#### Kutipan Dokumen ####

Bagi John Locke, identitas itu dipengaruhi oleh pemikiran dan memori. Jika definisi ini kita adaptasi pada konteks manusia sebagai makhluk sosial, dan bahwa cara kerja mind dalam melahirkan pemikiran selalu dipengaruhi oleh kultur dan realitas sosial, maka dua item itu bisa kita sebut sebagai: arus pemikiran dan narasi sejarah sebagai collective sekaligus cultural memory.
Dan jika kita berbicara mengenai identitas Islam di Indonesia, arus pemikiran yang mewakili narasi sejarah itu sepertinya mula-mula, adalah arus pemikiran Islam tradisional yang lekat dengan sufisme, diwakili oleh komunitas Jawa di Mekah dan Wali Songo.
Proses dialektika antara Islam dan kultur Indonesia, oleh kalangan tradisionalis, telah bersumbangsih memperkokoh basis Islam dengan wajah yang tersenyum.
Kemudian, arus pemikiran modernis masuk. Sebagian dipengaruhi gerakan pan-Islamisme ala Muhammad Abduh, yang kemudian mempengaruhi Kiai Ahmad Dahlan, dan melahirkan Muhammadiyah. Pembentukan Muhammadiyah disusul beberapa tahun kemudian oleh pendirian NU sebagai ‘pesantren besar’. Kecuali dalam kesediaan dan kesadaran berkebangsaan, kedua organisasi ini mewakili dua identitas berbeda dalam stream Muslim moderat.
Pengaruh lain dari modernisme yang masuk ke Indonesia adalah gerakan wahabisme atau kadang disebut juga salafisme. Dikenal lebih puritan dan tekstual, flow dari arus ini diperkuat penguasaan mereka akan media.
Tetapi, gelombang ini bukan yang terakhir. Datang pula gelombang pemikiran yang tumbuh dari tangan pemikir semisal, antara lain, Fazlur Rahman, dan menginspirasi Islam liberal.
Entah karena sengitnya perlawanan kalangan konservatif puritan atau semata tak tersampaikannya ideal semangat kontekstualisasi Islam demi keadilan sosial, terma liberal dianggap selangkah lebih dekat pada kekafiran.
Terlepas dari itu semua, penting untuk menguji dua usaha pembodohan yang terkait dengan narasi sejarah sebagai collective memory.

#### Informasi Tercatat ####

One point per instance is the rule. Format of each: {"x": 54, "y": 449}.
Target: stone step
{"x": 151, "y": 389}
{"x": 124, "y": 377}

####

- **Daftar Tugas**:
- A) Menurut kutipan tentang identitas Islam di Indonesia, organisasi apa yang didirikan sebagai 'pesantren besar'?
- B) Perbarui kutipan tentang identitas Islam di Indonesia mulai dari "Bagi John Locke, identitas" sampai dengan "dan Wali Songo." dengan mengganti "Wali Songo" menjadi "Walisanga", lalu tuliskan bagian itu kembali.
- C) Tuliskan lanjutan kutipan tentang identitas Islam di Indonesia setelah kalimat terakhirnya.
Data tersebut tidak diperlukan.

- **Hasil Berurutan**:
- A) NU.

- B)
Bagi John Locke, identitas itu dipengaruhi oleh pemikiran dan memori. Jika definisi ini kita adaptasi pada konteks manusia sebagai makhluk sosial, dan bahwa cara kerja mind dalam melahirkan pemikiran selalu dipengaruhi oleh kultur dan realitas sosial, maka dua item itu bisa kita sebut sebagai: arus pemikiran dan narasi sejarah sebagai collective sekaligus cultural memory.
Dan jika kita berbicara mengenai identitas Islam di Indonesia, arus pemikiran yang mewakili narasi sejarah itu sepertinya mula-mula, adalah arus pemikiran Islam tradisional yang lekat dengan sufisme, diwakili oleh komunitas Jawa di Mekah dan Walisanga.

- C)
Pertama, ada kalangan (tentu engkau tahu) yang mengklaim bahwa Wali Songo tidak pernah ada. Tujuannya tentu untuk memutus narasi sejarah kalangan tradisionalis.
Ketika usaha ini gagal, dimunculkanlah narasi Wali Songo sebagai semata utusan Ottoman dan tercerabut dari ikatan dengan komunitas Jawa. Tujuannya juga untuk melemahkan sanad keilmuan yang dijaga ketat di pesantren. Usaha ini juga gagal. Halusinasi fiktif mereka direspon riset mendalam dan serius.
Kedua, narasi Gajah Mada sebagai Gaj Ahmada. Bahwa Majapahit adalah kesultanan. Ini juga pembodohan dan sepertinya terkait dengan kampenye kekhilafahan.
Begini, Majapahit adalah bagian tak terpisahkan dari narasi sejarah Indonesia. Kerajaan Hindu ini adalah ideal negara berbineka. Banyak jargon yang masyhur di masa Majapahit yang kemudian dipakai sebagai falsafah dan slogan bangsa kita, termasuk Bineka Tunggal Ika.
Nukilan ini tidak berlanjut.